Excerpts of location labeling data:
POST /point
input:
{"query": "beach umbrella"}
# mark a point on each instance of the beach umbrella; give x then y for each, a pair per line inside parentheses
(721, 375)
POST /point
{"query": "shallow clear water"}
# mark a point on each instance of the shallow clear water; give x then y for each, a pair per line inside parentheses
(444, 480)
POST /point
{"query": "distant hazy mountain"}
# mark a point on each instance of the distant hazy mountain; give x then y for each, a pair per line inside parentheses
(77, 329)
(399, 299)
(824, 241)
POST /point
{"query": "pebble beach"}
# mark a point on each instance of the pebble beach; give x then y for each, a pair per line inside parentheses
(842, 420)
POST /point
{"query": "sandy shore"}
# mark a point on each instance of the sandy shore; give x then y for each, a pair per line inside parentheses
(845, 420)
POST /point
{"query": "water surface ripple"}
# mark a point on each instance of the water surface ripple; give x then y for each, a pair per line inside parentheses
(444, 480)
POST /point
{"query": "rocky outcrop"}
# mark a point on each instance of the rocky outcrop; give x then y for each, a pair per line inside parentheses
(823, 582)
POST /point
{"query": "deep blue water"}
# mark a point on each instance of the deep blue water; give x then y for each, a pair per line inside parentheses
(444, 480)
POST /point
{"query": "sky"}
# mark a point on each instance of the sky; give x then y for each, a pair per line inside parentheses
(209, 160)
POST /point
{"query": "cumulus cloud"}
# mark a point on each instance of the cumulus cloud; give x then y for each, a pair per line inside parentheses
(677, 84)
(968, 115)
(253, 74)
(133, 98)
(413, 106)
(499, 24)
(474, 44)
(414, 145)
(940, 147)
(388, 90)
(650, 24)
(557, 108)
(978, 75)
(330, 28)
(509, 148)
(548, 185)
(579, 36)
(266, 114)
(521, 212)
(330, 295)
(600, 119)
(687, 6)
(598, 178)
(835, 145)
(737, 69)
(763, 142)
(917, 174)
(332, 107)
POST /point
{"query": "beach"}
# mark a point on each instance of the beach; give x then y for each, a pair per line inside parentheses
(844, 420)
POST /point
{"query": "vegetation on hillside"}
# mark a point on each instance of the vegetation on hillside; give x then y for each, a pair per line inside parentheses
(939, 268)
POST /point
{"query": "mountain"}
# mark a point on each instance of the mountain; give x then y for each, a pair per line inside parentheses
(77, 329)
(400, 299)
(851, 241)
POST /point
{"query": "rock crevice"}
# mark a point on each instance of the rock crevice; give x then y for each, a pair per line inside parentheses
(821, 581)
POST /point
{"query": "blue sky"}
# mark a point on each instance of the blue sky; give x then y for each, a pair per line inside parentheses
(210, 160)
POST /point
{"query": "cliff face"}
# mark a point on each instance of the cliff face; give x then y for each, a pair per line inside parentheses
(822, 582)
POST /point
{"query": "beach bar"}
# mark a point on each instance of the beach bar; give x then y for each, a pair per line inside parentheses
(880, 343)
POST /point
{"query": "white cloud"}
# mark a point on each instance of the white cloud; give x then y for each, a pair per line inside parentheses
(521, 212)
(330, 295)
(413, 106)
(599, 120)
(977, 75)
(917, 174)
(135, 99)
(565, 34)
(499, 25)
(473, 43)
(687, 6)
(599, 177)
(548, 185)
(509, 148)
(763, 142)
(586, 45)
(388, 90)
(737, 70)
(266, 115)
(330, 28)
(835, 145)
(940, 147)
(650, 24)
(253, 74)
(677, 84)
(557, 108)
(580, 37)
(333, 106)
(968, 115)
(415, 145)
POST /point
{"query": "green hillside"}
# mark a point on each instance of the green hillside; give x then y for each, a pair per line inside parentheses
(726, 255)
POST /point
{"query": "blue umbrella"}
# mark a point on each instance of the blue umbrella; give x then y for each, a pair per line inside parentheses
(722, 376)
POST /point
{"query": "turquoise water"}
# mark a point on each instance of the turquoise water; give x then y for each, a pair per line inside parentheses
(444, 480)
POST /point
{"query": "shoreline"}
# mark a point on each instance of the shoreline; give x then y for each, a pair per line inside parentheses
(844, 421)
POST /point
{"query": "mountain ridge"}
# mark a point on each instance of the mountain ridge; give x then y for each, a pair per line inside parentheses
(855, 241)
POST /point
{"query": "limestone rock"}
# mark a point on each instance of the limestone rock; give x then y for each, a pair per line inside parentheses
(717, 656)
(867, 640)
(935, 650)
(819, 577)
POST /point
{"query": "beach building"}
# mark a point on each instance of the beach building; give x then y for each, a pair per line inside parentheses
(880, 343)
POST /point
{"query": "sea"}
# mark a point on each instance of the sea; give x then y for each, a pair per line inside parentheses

### Exercise brief:
From the data above, extract every line in its exact form.

### Written response:
POST /point
input:
{"query": "beach umbrella"}
# mark a point on each instance of the beach umbrella; give x then y for each, a pair per line inside parentheses
(721, 375)
POST /point
{"query": "shallow clear water"}
# mark a point on each instance of the shallow clear water; give x then y for each, a pair per line inside parentheses
(444, 480)
POST /point
{"query": "distant hazy mountain"}
# mark a point on each instance of the distant hazy mountain; give x then y for each, a pair per line inside parentheses
(77, 329)
(399, 299)
(824, 241)
POST /point
{"query": "pebble beach"}
# mark a point on each instance of the pebble beach; give x then y for each, a pair per line inside parentheses
(842, 420)
POST /point
{"query": "sandy shore"}
# mark a point on each instance of the sandy shore; give x then y for each, a pair per line inside parentheses
(845, 420)
POST /point
{"query": "water surface ripple"}
# mark a point on each instance of the water surface ripple; give x then y for each, a pair per line inside parentheses
(444, 480)
POST /point
{"query": "rocky outcrop"}
# mark a point on each instance of the rocky outcrop; give x then y for each, a pair per line inside parentheses
(823, 582)
POST /point
{"query": "deep blue water"}
# mark a point on each instance of the deep blue water; give x then y for each, a pair per line inside parentheses
(444, 480)
POST /point
{"query": "sky"}
# mark a point on each instance of the sky; give x then y for each, a pair per line inside parentheses
(209, 160)
POST /point
{"query": "cumulus cloud"}
# mark a point on each instance of the cumulus cloud; give x then y for each, a pair per line inside parentheses
(677, 84)
(968, 115)
(253, 74)
(133, 98)
(413, 106)
(499, 24)
(474, 44)
(414, 145)
(940, 147)
(388, 90)
(650, 24)
(557, 108)
(978, 75)
(330, 28)
(509, 148)
(548, 185)
(579, 36)
(266, 114)
(521, 212)
(330, 295)
(600, 119)
(687, 6)
(598, 178)
(835, 145)
(737, 69)
(763, 142)
(917, 174)
(332, 107)
POST /point
{"query": "beach"}
# mark a point on each instance of the beach; give x then y for each, a pair per line inside parentheses
(844, 420)
POST /point
{"query": "vegetation on hillside"}
# mark a point on each instance of the vegetation on hillside; give x then y for each, a pair per line inside parentheses
(939, 268)
POST /point
{"query": "mountain"}
# mark a point on each instance of the mountain; give x then y for each, a pair per line inside parentheses
(77, 329)
(400, 299)
(851, 241)
POST /point
{"query": "rock crevice"}
# mark a point on each instance of the rock crevice; give x then y for each, a pair per line inside parentheses
(821, 581)
POST /point
{"query": "blue sky"}
# mark a point on each instance of the blue sky; give x then y for each, a pair per line inside parentheses
(210, 160)
POST /point
{"query": "cliff face"}
# mark a point on each instance of the cliff face; give x then y for each, a pair per line inside parentheses
(822, 582)
POST /point
{"query": "beach bar"}
# mark a point on each instance of the beach bar; give x then y for each, a pair per line inside parentheses
(880, 343)
POST /point
{"query": "white cloud"}
# mark a point on each instance of the white cloud; give x then y for each, a pair per line inside parentheses
(521, 212)
(330, 295)
(413, 106)
(599, 120)
(977, 75)
(917, 174)
(135, 99)
(565, 34)
(499, 25)
(473, 43)
(687, 6)
(599, 177)
(548, 185)
(509, 148)
(763, 142)
(586, 45)
(388, 90)
(737, 70)
(266, 115)
(330, 28)
(835, 145)
(940, 147)
(650, 24)
(253, 74)
(677, 84)
(557, 108)
(580, 37)
(333, 106)
(968, 115)
(415, 145)
POST /point
{"query": "green hillside"}
# mark a point on each instance of the green hillside; give x then y for each, a pair per line inside parentheses
(726, 255)
POST /point
{"query": "blue umbrella"}
# mark a point on each instance of the blue umbrella; give x then y for each, a pair per line inside parentheses
(722, 376)
POST /point
{"query": "turquoise water"}
# mark a point on each instance of the turquoise water; give x then y for each, a pair per line inside parentheses
(444, 480)
POST /point
{"query": "shoreline"}
# mark a point on each instance of the shoreline; give x then y for each, a pair per line inside parentheses
(844, 421)
POST /point
{"query": "mountain ridge"}
# mark a point on each instance of the mountain ridge; give x then y for each, a pair per line inside parentheses
(855, 241)
POST /point
{"query": "limestone rock"}
# mark a point on each instance of the limestone rock; give x then y for each, a pair per line inside parentheses
(717, 656)
(867, 640)
(935, 650)
(819, 577)
POST /point
{"query": "beach building"}
# mark a point on each instance of the beach building; give x then y for each, a pair per line inside parentheses
(880, 343)
POST /point
{"query": "sea"}
# mark a point on each instance of the sea; give x then y for each, a pair per line inside parentheses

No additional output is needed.